** Opening DATASET block **
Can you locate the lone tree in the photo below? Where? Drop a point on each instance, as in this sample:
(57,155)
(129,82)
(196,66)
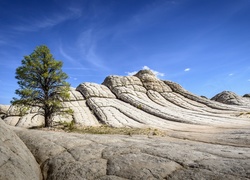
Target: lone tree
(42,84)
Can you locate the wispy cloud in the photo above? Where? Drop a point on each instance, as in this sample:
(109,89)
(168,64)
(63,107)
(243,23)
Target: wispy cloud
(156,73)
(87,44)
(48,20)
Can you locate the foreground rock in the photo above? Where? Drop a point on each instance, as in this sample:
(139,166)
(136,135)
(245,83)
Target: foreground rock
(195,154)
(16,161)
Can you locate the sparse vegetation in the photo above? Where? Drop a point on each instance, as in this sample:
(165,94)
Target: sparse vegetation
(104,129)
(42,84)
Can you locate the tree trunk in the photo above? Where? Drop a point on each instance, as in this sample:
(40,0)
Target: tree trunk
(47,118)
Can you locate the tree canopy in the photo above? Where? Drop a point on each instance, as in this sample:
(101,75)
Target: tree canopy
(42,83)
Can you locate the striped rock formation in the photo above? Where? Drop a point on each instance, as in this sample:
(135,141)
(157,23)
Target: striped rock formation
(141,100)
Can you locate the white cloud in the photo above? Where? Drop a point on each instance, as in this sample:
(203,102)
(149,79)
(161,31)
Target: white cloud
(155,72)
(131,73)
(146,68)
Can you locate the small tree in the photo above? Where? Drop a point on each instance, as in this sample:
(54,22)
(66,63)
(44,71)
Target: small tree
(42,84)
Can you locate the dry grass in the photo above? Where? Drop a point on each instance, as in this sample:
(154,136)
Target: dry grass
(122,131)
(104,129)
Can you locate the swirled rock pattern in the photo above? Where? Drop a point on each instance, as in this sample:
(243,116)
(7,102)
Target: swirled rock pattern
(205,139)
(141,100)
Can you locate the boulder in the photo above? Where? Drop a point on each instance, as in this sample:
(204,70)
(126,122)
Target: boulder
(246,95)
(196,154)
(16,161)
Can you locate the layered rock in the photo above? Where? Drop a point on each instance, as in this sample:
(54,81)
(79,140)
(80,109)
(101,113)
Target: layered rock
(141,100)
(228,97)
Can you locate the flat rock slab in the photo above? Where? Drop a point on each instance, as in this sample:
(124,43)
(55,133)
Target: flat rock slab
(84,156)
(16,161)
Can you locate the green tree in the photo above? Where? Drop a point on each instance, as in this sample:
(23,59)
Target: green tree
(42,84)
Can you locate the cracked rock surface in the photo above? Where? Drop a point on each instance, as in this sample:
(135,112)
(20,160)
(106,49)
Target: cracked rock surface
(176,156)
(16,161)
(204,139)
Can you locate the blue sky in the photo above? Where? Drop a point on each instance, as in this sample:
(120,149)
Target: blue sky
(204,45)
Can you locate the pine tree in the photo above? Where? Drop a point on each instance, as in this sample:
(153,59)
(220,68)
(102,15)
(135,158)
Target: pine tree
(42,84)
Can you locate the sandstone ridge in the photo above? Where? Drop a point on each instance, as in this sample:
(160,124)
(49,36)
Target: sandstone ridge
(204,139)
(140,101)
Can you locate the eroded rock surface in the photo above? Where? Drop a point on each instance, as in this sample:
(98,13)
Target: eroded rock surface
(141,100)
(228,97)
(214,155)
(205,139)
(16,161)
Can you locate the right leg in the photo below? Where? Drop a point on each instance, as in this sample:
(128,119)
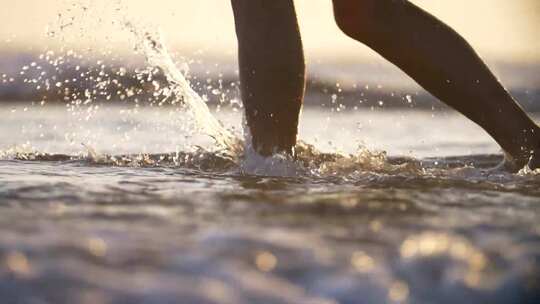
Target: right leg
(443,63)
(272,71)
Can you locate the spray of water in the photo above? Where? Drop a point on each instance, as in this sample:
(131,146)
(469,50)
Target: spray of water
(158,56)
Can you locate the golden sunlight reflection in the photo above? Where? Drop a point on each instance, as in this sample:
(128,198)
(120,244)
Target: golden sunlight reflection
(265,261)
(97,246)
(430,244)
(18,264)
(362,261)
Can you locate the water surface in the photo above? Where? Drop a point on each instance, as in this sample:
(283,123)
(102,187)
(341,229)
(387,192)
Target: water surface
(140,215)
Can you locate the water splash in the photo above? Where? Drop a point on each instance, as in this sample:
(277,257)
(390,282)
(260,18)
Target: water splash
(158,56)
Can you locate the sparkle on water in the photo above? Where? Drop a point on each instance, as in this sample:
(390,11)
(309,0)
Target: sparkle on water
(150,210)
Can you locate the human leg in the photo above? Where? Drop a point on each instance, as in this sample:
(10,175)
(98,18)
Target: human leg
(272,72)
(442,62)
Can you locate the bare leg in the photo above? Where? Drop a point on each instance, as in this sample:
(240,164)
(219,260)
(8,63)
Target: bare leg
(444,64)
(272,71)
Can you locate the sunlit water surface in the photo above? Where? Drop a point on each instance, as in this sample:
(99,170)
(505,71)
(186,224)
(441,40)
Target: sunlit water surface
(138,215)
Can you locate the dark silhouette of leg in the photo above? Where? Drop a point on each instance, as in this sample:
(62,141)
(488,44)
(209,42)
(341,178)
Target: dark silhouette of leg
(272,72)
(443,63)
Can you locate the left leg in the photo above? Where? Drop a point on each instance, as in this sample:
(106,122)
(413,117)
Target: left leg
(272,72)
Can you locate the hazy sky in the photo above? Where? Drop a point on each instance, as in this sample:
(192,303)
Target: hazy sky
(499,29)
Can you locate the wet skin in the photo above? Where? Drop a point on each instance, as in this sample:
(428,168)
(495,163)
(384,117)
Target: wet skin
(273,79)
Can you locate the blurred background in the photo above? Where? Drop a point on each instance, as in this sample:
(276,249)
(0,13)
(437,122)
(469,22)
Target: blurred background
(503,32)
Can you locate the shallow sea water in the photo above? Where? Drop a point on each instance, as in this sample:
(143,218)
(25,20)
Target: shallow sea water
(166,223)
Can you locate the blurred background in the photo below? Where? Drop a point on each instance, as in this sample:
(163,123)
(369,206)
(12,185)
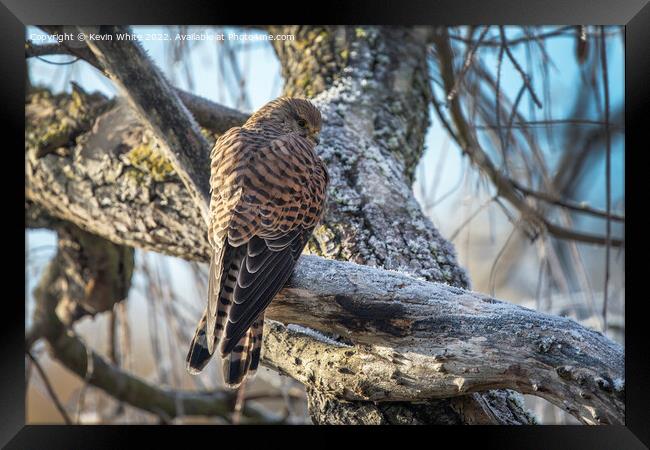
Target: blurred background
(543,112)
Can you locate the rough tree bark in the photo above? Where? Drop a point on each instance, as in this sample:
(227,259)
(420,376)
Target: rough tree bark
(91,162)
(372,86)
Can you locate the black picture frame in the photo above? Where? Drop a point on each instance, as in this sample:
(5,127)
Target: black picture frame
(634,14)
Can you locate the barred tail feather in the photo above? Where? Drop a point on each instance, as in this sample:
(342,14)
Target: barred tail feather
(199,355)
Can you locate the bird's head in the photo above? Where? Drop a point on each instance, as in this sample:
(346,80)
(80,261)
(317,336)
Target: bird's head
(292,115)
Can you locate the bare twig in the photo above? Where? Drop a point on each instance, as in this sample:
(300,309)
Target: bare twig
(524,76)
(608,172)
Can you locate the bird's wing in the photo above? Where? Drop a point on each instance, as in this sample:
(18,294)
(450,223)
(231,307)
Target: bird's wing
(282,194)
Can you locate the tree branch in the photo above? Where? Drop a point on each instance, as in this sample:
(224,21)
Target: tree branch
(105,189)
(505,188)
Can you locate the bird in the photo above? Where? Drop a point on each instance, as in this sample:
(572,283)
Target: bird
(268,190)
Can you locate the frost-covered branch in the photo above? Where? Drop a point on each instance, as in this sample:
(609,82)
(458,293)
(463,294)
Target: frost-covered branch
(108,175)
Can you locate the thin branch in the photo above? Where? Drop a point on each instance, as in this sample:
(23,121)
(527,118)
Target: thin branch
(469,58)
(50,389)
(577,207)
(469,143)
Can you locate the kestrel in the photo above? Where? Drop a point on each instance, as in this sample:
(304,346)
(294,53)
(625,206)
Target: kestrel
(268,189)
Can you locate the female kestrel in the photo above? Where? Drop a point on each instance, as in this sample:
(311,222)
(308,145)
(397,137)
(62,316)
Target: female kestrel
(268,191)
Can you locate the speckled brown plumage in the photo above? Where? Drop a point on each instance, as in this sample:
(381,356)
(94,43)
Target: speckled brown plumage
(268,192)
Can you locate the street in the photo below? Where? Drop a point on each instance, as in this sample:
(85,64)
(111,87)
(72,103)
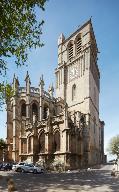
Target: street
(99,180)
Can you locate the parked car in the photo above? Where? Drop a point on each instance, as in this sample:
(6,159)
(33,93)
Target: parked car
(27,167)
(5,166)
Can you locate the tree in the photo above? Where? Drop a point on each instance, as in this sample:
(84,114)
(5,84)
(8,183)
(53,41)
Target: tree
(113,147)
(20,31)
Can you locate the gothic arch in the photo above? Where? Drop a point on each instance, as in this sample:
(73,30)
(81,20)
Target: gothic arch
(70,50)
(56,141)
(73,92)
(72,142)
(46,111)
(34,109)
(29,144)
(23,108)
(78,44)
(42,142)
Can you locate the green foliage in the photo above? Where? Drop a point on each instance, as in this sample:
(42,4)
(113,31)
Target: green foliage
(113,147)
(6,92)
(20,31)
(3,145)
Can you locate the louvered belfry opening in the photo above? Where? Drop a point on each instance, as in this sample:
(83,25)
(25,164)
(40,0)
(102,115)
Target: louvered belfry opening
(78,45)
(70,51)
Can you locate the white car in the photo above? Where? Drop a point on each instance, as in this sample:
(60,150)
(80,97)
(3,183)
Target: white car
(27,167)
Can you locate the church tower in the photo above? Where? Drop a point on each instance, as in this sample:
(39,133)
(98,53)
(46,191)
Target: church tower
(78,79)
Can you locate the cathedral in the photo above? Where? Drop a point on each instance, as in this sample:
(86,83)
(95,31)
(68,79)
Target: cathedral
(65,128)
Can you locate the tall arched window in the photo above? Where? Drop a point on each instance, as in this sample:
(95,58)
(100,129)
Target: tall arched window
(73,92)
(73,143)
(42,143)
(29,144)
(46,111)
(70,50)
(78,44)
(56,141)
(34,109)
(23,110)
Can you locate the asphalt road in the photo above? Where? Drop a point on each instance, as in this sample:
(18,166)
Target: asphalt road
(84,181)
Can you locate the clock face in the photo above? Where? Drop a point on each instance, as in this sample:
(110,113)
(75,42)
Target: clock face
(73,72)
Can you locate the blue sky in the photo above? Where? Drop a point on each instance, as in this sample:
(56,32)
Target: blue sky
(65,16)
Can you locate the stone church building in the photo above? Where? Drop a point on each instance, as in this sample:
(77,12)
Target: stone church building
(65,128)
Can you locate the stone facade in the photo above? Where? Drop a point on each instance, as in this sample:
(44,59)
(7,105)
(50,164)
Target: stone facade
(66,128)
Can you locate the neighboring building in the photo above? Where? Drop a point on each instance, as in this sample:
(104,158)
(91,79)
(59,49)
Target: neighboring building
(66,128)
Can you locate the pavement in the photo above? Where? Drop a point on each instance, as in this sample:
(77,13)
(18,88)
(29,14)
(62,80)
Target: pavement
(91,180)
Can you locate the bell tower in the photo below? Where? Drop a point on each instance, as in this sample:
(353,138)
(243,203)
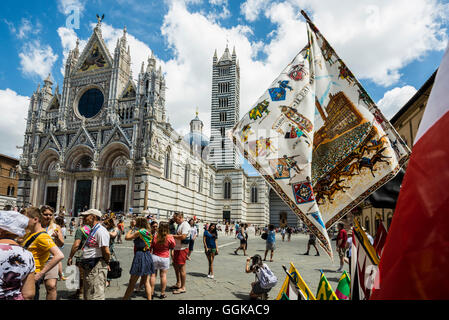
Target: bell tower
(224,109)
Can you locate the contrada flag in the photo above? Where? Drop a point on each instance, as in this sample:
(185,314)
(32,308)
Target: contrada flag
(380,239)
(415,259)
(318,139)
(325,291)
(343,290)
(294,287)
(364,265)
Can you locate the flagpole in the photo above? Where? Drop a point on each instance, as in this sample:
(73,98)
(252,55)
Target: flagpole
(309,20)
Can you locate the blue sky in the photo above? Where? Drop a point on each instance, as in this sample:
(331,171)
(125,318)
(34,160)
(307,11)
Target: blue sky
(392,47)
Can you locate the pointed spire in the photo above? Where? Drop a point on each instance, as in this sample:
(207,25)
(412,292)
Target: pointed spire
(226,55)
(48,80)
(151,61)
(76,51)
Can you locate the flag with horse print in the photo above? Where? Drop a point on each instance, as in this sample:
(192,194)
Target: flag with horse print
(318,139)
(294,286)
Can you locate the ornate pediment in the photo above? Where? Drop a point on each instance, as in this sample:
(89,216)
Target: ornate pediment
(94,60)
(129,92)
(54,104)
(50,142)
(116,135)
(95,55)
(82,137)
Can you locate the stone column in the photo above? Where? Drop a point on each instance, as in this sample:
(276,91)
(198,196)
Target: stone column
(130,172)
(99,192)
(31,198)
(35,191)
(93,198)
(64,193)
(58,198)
** Closing DATASET block **
ABOUT THIS EXERCISE
Retype, exactly and in full, the lines above from the one containing "Can you locate the parked" through the one containing "Can you locate the tree in".

RESULT FOR THIS TASK
Can you locate the parked car in the photo above? Where? Drop a point on each instance, as in this sample:
(6,159)
(33,93)
Target: parked car
(27,167)
(5,166)
Can you locate the tree in the photo above? Where? Drop a point on each instance, as in this sample:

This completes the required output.